◆ Challenge ◆
Please rewrite the lines below as a Markdown table with the columns Row and Line, numbering each row and skipping blank lines. Leave the pictures out.

Box annotation data rows:

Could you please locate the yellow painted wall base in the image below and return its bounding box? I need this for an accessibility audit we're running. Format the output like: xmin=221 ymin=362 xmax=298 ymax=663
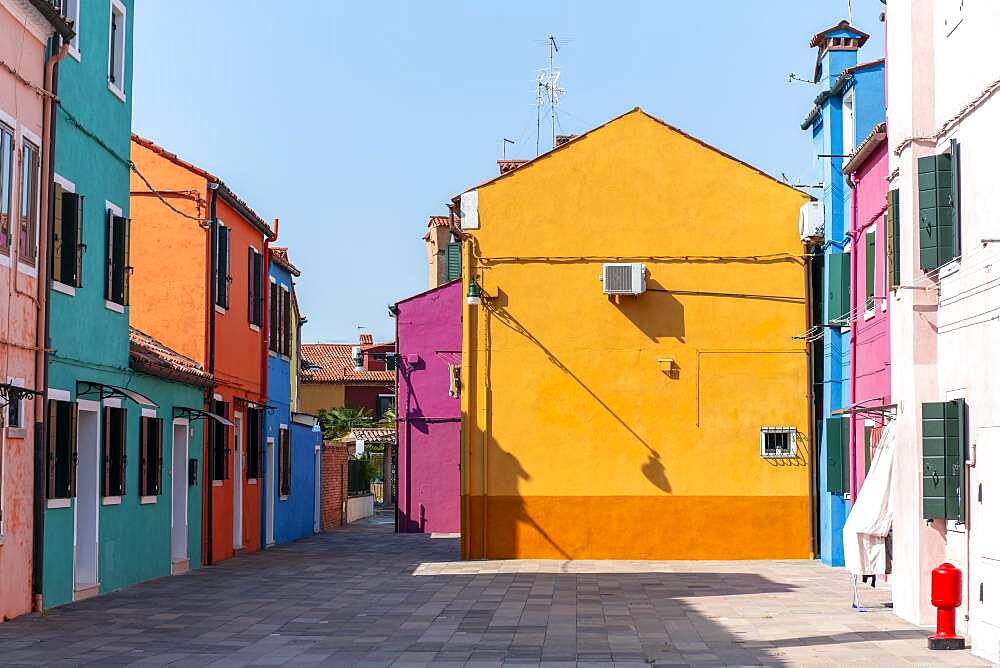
xmin=462 ymin=496 xmax=810 ymax=560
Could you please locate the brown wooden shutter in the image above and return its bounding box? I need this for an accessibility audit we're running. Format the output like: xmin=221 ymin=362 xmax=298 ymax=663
xmin=103 ymin=406 xmax=111 ymax=496
xmin=139 ymin=417 xmax=150 ymax=496
xmin=152 ymin=418 xmax=163 ymax=496
xmin=45 ymin=399 xmax=59 ymax=499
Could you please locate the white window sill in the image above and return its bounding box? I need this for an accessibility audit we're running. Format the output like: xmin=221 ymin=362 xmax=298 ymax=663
xmin=108 ymin=81 xmax=125 ymax=102
xmin=52 ymin=281 xmax=76 ymax=297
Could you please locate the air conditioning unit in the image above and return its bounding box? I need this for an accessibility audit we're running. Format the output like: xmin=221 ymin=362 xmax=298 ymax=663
xmin=601 ymin=262 xmax=646 ymax=295
xmin=799 ymin=202 xmax=826 ymax=241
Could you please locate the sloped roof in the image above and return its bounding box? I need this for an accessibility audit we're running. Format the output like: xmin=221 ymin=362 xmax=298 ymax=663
xmin=452 ymin=107 xmax=814 ymax=202
xmin=302 ymin=343 xmax=396 ymax=385
xmin=269 ymin=246 xmax=301 ymax=276
xmin=129 ymin=327 xmax=213 ymax=387
xmin=132 ymin=132 xmax=274 ymax=239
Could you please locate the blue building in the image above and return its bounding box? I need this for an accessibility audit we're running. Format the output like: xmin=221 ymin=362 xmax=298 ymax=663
xmin=261 ymin=248 xmax=322 ymax=546
xmin=802 ymin=21 xmax=885 ymax=566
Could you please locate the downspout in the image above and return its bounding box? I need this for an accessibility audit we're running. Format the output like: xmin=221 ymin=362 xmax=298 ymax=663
xmin=847 ymin=174 xmax=868 ymax=506
xmin=31 ymin=34 xmax=69 ymax=610
xmin=805 ymin=247 xmax=819 ymax=559
xmin=204 ymin=181 xmax=219 ymax=565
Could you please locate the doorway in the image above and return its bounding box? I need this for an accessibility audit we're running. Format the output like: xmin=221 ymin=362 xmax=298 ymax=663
xmin=170 ymin=420 xmax=188 ymax=564
xmin=264 ymin=436 xmax=278 ymax=545
xmin=73 ymin=401 xmax=101 ymax=590
xmin=233 ymin=413 xmax=243 ymax=550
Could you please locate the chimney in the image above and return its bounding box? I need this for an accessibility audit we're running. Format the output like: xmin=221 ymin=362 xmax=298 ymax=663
xmin=424 ymin=216 xmax=451 ymax=288
xmin=497 ymin=160 xmax=528 ymax=174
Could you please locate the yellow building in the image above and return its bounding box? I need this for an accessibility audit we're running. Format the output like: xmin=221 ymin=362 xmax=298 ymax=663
xmin=453 ymin=108 xmax=813 ymax=559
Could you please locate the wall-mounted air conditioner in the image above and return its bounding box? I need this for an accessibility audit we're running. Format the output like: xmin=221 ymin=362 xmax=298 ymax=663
xmin=799 ymin=202 xmax=826 ymax=241
xmin=601 ymin=262 xmax=646 ymax=295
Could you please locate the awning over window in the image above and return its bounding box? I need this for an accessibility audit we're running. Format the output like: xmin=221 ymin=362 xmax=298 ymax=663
xmin=76 ymin=380 xmax=157 ymax=408
xmin=174 ymin=406 xmax=235 ymax=427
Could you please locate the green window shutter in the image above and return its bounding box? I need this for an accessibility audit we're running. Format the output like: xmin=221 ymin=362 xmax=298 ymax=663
xmin=826 ymin=253 xmax=851 ymax=322
xmin=865 ymin=227 xmax=876 ymax=310
xmin=921 ymin=399 xmax=966 ymax=522
xmin=445 ymin=241 xmax=462 ymax=281
xmin=826 ymin=417 xmax=850 ymax=494
xmin=917 ymin=153 xmax=958 ymax=271
xmin=885 ymin=188 xmax=900 ymax=289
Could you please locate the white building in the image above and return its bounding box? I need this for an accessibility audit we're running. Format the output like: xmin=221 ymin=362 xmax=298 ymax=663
xmin=886 ymin=0 xmax=1000 ymax=661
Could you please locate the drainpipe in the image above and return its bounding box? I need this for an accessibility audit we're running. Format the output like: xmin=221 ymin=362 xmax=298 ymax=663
xmin=847 ymin=174 xmax=868 ymax=506
xmin=203 ymin=181 xmax=219 ymax=565
xmin=32 ymin=35 xmax=69 ymax=610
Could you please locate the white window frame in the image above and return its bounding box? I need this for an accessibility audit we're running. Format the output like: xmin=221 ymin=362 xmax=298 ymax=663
xmin=62 ymin=0 xmax=81 ymax=62
xmin=760 ymin=427 xmax=798 ymax=459
xmin=16 ymin=125 xmax=42 ymax=278
xmin=107 ymin=0 xmax=128 ymax=102
xmin=840 ymin=87 xmax=857 ymax=155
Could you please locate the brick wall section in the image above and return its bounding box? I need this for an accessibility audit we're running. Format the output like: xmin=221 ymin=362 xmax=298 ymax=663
xmin=320 ymin=442 xmax=348 ymax=531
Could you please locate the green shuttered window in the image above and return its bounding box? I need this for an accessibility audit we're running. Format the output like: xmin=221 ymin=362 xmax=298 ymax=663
xmin=885 ymin=189 xmax=900 ymax=290
xmin=445 ymin=241 xmax=462 ymax=281
xmin=826 ymin=253 xmax=851 ymax=322
xmin=921 ymin=399 xmax=966 ymax=522
xmin=826 ymin=417 xmax=851 ymax=494
xmin=917 ymin=141 xmax=961 ymax=271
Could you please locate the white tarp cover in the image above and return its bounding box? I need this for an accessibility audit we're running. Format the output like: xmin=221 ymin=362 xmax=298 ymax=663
xmin=844 ymin=420 xmax=896 ymax=575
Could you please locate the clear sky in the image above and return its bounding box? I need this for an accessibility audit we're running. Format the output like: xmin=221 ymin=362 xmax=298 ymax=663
xmin=133 ymin=0 xmax=884 ymax=341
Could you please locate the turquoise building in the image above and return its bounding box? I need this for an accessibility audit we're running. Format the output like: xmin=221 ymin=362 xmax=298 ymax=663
xmin=35 ymin=0 xmax=212 ymax=608
xmin=801 ymin=21 xmax=885 ymax=566
xmin=261 ymin=248 xmax=322 ymax=546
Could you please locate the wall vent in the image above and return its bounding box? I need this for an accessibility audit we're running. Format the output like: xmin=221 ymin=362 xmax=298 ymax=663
xmin=601 ymin=262 xmax=646 ymax=295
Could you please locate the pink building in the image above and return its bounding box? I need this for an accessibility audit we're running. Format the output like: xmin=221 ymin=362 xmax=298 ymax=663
xmin=0 ymin=0 xmax=73 ymax=619
xmin=844 ymin=123 xmax=899 ymax=498
xmin=393 ymin=281 xmax=462 ymax=533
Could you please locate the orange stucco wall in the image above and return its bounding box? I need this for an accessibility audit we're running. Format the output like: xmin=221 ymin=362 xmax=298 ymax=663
xmin=0 ymin=7 xmax=45 ymax=619
xmin=130 ymin=142 xmax=265 ymax=562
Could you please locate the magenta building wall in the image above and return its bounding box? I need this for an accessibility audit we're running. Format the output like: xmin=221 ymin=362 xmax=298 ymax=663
xmin=851 ymin=139 xmax=892 ymax=498
xmin=396 ymin=281 xmax=462 ymax=533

◆ Full output ◆
| Row | Line |
|---|---|
| 1 | Could you please locate the yellow painted wall base in the image below and return its bounding box? I need this for an accessibility audit we're running. Format the output like: xmin=221 ymin=362 xmax=298 ymax=663 |
| 2 | xmin=462 ymin=496 xmax=810 ymax=560 |
| 3 | Could you please locate the brown wooden shutter in the image above and return its bounding box? I need this for an accessibility audit we're running. Format the output like: xmin=221 ymin=362 xmax=298 ymax=663 |
| 4 | xmin=103 ymin=406 xmax=111 ymax=496 |
| 5 | xmin=139 ymin=417 xmax=150 ymax=496 |
| 6 | xmin=152 ymin=418 xmax=163 ymax=496 |
| 7 | xmin=45 ymin=399 xmax=59 ymax=499 |
| 8 | Could you please locate the white window sill in the image above and return its bounding box? I need this for an accessibility audit we're running. Format the output like: xmin=221 ymin=362 xmax=298 ymax=663 |
| 9 | xmin=108 ymin=81 xmax=125 ymax=102 |
| 10 | xmin=52 ymin=281 xmax=76 ymax=297 |
| 11 | Could you please locate the air conditioning unit in the image above and return its bounding box? I need this for an accessibility audit we're running. Format the output like: xmin=221 ymin=362 xmax=298 ymax=663 |
| 12 | xmin=601 ymin=262 xmax=646 ymax=295 |
| 13 | xmin=799 ymin=202 xmax=826 ymax=241 |
| 14 | Could you please locate the sloped roof in the image above and return its bounding box? I need this for an accessibility audit we're running. Format the output like: xmin=221 ymin=362 xmax=298 ymax=663 |
| 15 | xmin=452 ymin=107 xmax=814 ymax=202 |
| 16 | xmin=302 ymin=343 xmax=396 ymax=385 |
| 17 | xmin=269 ymin=246 xmax=301 ymax=276 |
| 18 | xmin=129 ymin=327 xmax=213 ymax=387 |
| 19 | xmin=132 ymin=132 xmax=274 ymax=239 |
| 20 | Could you please locate the blue building in the image above and return its bounding box? I need this for an accessibility audit we're running. Format the output like: xmin=221 ymin=362 xmax=298 ymax=663 |
| 21 | xmin=261 ymin=248 xmax=322 ymax=546 |
| 22 | xmin=802 ymin=21 xmax=885 ymax=566 |
| 23 | Could you please locate the downspout in the image above and return its bounding box? I need this for an accessibility audit we're running. Format the output like: xmin=221 ymin=362 xmax=298 ymax=663 |
| 24 | xmin=847 ymin=174 xmax=868 ymax=506 |
| 25 | xmin=31 ymin=34 xmax=69 ymax=610 |
| 26 | xmin=805 ymin=247 xmax=819 ymax=559 |
| 27 | xmin=204 ymin=181 xmax=219 ymax=565 |
| 28 | Could you please locate the doorway in the image above and return its bounding box? I need this for an accessibility audit we're running. Format the output like: xmin=221 ymin=362 xmax=298 ymax=663 |
| 29 | xmin=170 ymin=420 xmax=188 ymax=564 |
| 30 | xmin=264 ymin=436 xmax=278 ymax=545 |
| 31 | xmin=73 ymin=401 xmax=101 ymax=590 |
| 32 | xmin=233 ymin=413 xmax=243 ymax=550 |
| 33 | Could you please locate the chimney in the image above and return its bounding box? I need this for an accessibility audit we're running. Format the output like: xmin=221 ymin=362 xmax=298 ymax=663 |
| 34 | xmin=424 ymin=216 xmax=451 ymax=288 |
| 35 | xmin=497 ymin=160 xmax=528 ymax=174 |
| 36 | Could you please locate the yellow building in the image above and return its bounding box? I need this for an accessibility audit we're running. Format the output like: xmin=221 ymin=362 xmax=298 ymax=663 |
| 37 | xmin=453 ymin=108 xmax=813 ymax=559 |
| 38 | Could you please locate the wall-mounted air conditioner in the image above and return its bounding box? I need this for an accessibility audit we're running. Format the output like: xmin=221 ymin=362 xmax=298 ymax=663 |
| 39 | xmin=799 ymin=202 xmax=826 ymax=241 |
| 40 | xmin=601 ymin=262 xmax=646 ymax=295 |
| 41 | Could you please locate the awning over window in the image above and return its bounding box? I need this for an accessibility audit we're running. Format the output like: xmin=221 ymin=362 xmax=298 ymax=663 |
| 42 | xmin=76 ymin=380 xmax=157 ymax=408 |
| 43 | xmin=174 ymin=406 xmax=235 ymax=427 |
| 44 | Could you please locate the green window shutter in the image above and return its bounding box? I need this for an accessibility audit we're running. Format the output like: xmin=221 ymin=362 xmax=298 ymax=663 |
| 45 | xmin=826 ymin=253 xmax=851 ymax=322 |
| 46 | xmin=865 ymin=227 xmax=876 ymax=310 |
| 47 | xmin=921 ymin=399 xmax=966 ymax=522 |
| 48 | xmin=445 ymin=241 xmax=462 ymax=281 |
| 49 | xmin=826 ymin=417 xmax=850 ymax=494 |
| 50 | xmin=917 ymin=153 xmax=958 ymax=271 |
| 51 | xmin=885 ymin=188 xmax=900 ymax=289 |
| 52 | Could you please locate the white building in the image above and return its bounding box? I need this for an accessibility audit we're running. Format the output like: xmin=221 ymin=362 xmax=298 ymax=663 |
| 53 | xmin=886 ymin=0 xmax=1000 ymax=661 |
| 54 | Could you please locate the drainpipe in the image above and return its bounding box? I need this for an accessibility audit we're running. Format the output like: xmin=221 ymin=362 xmax=298 ymax=663 |
| 55 | xmin=847 ymin=174 xmax=868 ymax=506 |
| 56 | xmin=203 ymin=181 xmax=219 ymax=565 |
| 57 | xmin=32 ymin=35 xmax=69 ymax=610 |
| 58 | Could you please locate the white window frame in the image above and return its bounding box? I need this for an accessibility audit we're running. Format the output like: xmin=221 ymin=362 xmax=298 ymax=663 |
| 59 | xmin=62 ymin=0 xmax=81 ymax=62 |
| 60 | xmin=760 ymin=427 xmax=798 ymax=459 |
| 61 | xmin=16 ymin=125 xmax=42 ymax=278 |
| 62 | xmin=107 ymin=0 xmax=128 ymax=102 |
| 63 | xmin=840 ymin=87 xmax=857 ymax=155 |
| 64 | Could you please locate the brick wall section in the image above and return its bounding box? I need this for an accessibility audit we're running. Format the output like: xmin=221 ymin=362 xmax=298 ymax=663 |
| 65 | xmin=320 ymin=442 xmax=348 ymax=531 |
| 66 | Could you please locate the green shuttered window in the image above and return its bounding box? I need this for an accessibility audit we're running. Format the output like: xmin=221 ymin=362 xmax=298 ymax=663 |
| 67 | xmin=885 ymin=189 xmax=900 ymax=290 |
| 68 | xmin=445 ymin=241 xmax=462 ymax=281 |
| 69 | xmin=826 ymin=253 xmax=851 ymax=322 |
| 70 | xmin=921 ymin=399 xmax=966 ymax=522 |
| 71 | xmin=826 ymin=417 xmax=851 ymax=494 |
| 72 | xmin=917 ymin=141 xmax=961 ymax=271 |
| 73 | Could you please locate the white tarp cover in the image above and return its bounding box? I need this for an accessibility audit we're running. Format the output like: xmin=221 ymin=362 xmax=298 ymax=663 |
| 74 | xmin=844 ymin=420 xmax=896 ymax=575 |
| 75 | Could you please locate the clear sky in the image above and return its bounding box? I need this for an accessibility audit we're running. Format the output like: xmin=221 ymin=362 xmax=298 ymax=663 |
| 76 | xmin=133 ymin=0 xmax=884 ymax=341 |
| 77 | Could you please locate the turquoise building in the image above and return its bounding box? I need this for an accessibility audit we're running. Format the output like: xmin=221 ymin=362 xmax=298 ymax=663 |
| 78 | xmin=35 ymin=0 xmax=212 ymax=608 |
| 79 | xmin=801 ymin=21 xmax=885 ymax=566 |
| 80 | xmin=261 ymin=248 xmax=322 ymax=546 |
| 81 | Could you please locate the wall vent in the image above and return its bounding box? I need this for an accessibility audit we're running. Format the output like: xmin=221 ymin=362 xmax=298 ymax=663 |
| 82 | xmin=601 ymin=262 xmax=646 ymax=295 |
| 83 | Could you please locate the pink building in the image above and return its bounding box? I need this for an accessibility audit we're running. Format the output like: xmin=221 ymin=362 xmax=298 ymax=663 |
| 84 | xmin=0 ymin=0 xmax=73 ymax=619 |
| 85 | xmin=844 ymin=123 xmax=899 ymax=498 |
| 86 | xmin=393 ymin=281 xmax=462 ymax=533 |
| 87 | Could you please locate the orange stucco wall in the image above and return its bounding box? I need this for an accessibility audit we're running. Format the output like: xmin=221 ymin=362 xmax=298 ymax=663 |
| 88 | xmin=0 ymin=7 xmax=45 ymax=619 |
| 89 | xmin=130 ymin=142 xmax=265 ymax=562 |
| 90 | Could you please locate the magenta building wall in the image above and return its bounding box? I need this for an accessibility audit we're running. Format the output like: xmin=221 ymin=362 xmax=298 ymax=663 |
| 91 | xmin=851 ymin=139 xmax=892 ymax=498 |
| 92 | xmin=396 ymin=281 xmax=462 ymax=533 |